**TEXT SHOWN:**
(begin)
I love flowers...
They NEVER fail to make me smile .
There is something so pure and beautiful about them.
But I love them on the plants itself.
So I normally will not pluck them.
But just take a photograph..
I have tons of photographs of flowers , and each one reminds me of a beautiful place, time and person.
But more important than the flowers I collect in photos ..
I have a jar of hearts..
I may not be able to photograph each beautiful moment.
But I remember the ones that touch me in a series of conversations, or messages or moments, how their voice sounded, how their eyes looked, where we were and how did I feel .
Yup I'm like an elephant sometimes, whose memory captures everything and also very emotional like them, they are known to have rescued trapped dogs sometimes, these elephants ..
But like every human being , I also come with my own set of horrible flaws.
But I'm trying to be like a flower that makes you smile even if you snip it's heart line..
It's not easy at all let me tell you ..
Sometimes I feel completely alone even when I'm surrounded by friends.
Maybe because I do not have too many of them .
Have always been someone who has gone through school , college and adulthood with just one friend ..
Because although I'm a friendly bounding retriever kind of person.
I take a bit of time to open my heart to someone...
And when I do , I think I frighten them away with so many emotions and the fact that I always do and say the wrong things at the right time ..
(end)
**GOAL A:**
Count the lines in the records that contain the string "pendant". Reply with that number alone.
The piece about flowers and friendship and the records that follow it come from unrelated sources.

**GIVEN INFORMATION:**
(begin)
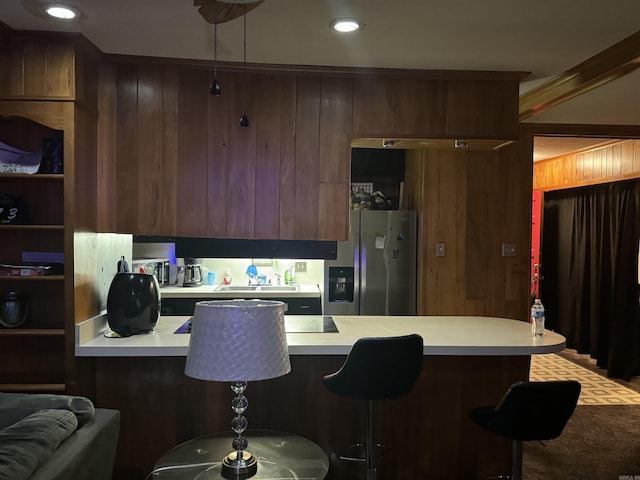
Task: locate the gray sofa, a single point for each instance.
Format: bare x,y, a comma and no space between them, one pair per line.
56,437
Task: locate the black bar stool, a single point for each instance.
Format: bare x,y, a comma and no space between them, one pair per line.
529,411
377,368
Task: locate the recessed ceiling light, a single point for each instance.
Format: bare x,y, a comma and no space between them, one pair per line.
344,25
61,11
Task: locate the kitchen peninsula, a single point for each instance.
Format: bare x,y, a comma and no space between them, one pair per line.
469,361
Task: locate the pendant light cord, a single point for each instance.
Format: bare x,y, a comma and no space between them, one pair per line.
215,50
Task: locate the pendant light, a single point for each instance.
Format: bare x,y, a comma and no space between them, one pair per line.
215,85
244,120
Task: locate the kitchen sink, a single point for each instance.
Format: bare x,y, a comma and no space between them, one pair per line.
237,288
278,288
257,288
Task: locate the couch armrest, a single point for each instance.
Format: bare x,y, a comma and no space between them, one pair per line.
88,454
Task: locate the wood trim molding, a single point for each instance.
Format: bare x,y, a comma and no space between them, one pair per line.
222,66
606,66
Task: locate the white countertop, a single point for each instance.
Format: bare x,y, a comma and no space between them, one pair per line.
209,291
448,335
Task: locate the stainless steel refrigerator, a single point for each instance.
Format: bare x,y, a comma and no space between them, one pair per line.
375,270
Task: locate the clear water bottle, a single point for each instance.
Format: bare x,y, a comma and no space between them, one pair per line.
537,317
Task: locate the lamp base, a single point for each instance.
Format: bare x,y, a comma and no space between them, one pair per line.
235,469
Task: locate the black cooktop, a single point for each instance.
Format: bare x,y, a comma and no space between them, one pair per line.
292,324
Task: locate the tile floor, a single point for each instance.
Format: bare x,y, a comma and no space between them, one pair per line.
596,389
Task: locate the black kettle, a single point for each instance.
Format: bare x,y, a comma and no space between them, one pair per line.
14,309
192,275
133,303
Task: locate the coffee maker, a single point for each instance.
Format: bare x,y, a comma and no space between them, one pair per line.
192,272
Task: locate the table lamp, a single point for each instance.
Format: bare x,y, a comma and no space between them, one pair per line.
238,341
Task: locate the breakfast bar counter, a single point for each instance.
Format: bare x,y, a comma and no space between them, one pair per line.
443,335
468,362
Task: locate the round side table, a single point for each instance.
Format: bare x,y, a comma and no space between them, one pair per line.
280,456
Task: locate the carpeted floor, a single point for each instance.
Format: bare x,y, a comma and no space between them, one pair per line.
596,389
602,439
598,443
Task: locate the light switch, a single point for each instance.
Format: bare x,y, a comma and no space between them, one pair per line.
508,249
(end)
(begin)
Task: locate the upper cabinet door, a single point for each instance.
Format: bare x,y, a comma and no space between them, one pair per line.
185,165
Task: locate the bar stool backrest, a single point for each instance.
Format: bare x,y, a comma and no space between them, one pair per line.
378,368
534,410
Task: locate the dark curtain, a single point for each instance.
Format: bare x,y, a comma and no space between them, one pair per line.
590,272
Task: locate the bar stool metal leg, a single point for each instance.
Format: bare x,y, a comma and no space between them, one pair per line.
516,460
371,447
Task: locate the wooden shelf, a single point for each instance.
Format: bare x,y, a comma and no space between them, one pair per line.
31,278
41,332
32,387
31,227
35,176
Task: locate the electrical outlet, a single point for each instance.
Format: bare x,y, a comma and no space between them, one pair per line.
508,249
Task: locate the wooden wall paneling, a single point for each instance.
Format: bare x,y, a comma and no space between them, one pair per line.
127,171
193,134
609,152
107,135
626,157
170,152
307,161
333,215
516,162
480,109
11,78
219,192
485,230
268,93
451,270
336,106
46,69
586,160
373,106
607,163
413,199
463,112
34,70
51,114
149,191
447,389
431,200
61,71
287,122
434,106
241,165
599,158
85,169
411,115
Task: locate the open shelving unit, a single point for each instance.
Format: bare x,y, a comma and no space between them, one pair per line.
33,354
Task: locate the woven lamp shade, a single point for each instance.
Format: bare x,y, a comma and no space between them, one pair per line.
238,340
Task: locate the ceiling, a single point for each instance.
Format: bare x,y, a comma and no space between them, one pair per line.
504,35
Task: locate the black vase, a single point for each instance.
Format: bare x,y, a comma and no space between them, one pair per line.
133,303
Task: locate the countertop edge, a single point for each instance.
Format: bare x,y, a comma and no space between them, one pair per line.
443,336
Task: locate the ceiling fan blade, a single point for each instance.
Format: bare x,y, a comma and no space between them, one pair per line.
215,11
(end)
(begin)
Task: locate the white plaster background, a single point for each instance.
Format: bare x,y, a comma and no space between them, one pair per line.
(end)
**GOAL B:**
Resume the piece about flowers and friendship, writing on from its final sentence.

**EXERCISE ANSWER A:**
2

**EXERCISE ANSWER B:**
Freeze at the most opportune moments..
Or maybe react a little too late..
Or maybe so much that it's all wrong .
Like if an elephant ....
came running to greet you.....
You will run away ha ha ha
That's only sensible ..Right ?
Well so whenever in doubt I now bake or go for a run, whichever is easier, the baking always wins...
I have realised that any cake batter that has yogurt in it always becomes soft and fluffy..
So here goes
Chocolate Yogurt Muffins
3/4 cup muscovado sugar
3/4 cup melted unsalted butter
11/4 cup yogurt
1 1/2 tsp vanilla extract
2 cups all purpose flour
1/3 cup unsweetened cocoa powder
1/2 tsp. salt
1 1/2 tsp baking powder
1 cup semi-sweet chocolate or bittersweet chips
Preheat oven to 200 degrees C.
Line a muffin tin with paper muffin cups.
Stir brown sugar and butter together in a medium size bowl. Add yogurt, egg and vanilla and stir until thoroughly blended.
Combine flour, cocoa, salt and baking powder in a large mixing bowl.
Add yogurt mixture to flour mixture, stirring only until blended.
Fold in chocolate chips. Spoon batter into greased muffin tins and bake for 22-25 minutes.
So while my muffins were baking in the oven..
I also realised that , sometimes what you feel about someone ,they do not necessarily feel about you..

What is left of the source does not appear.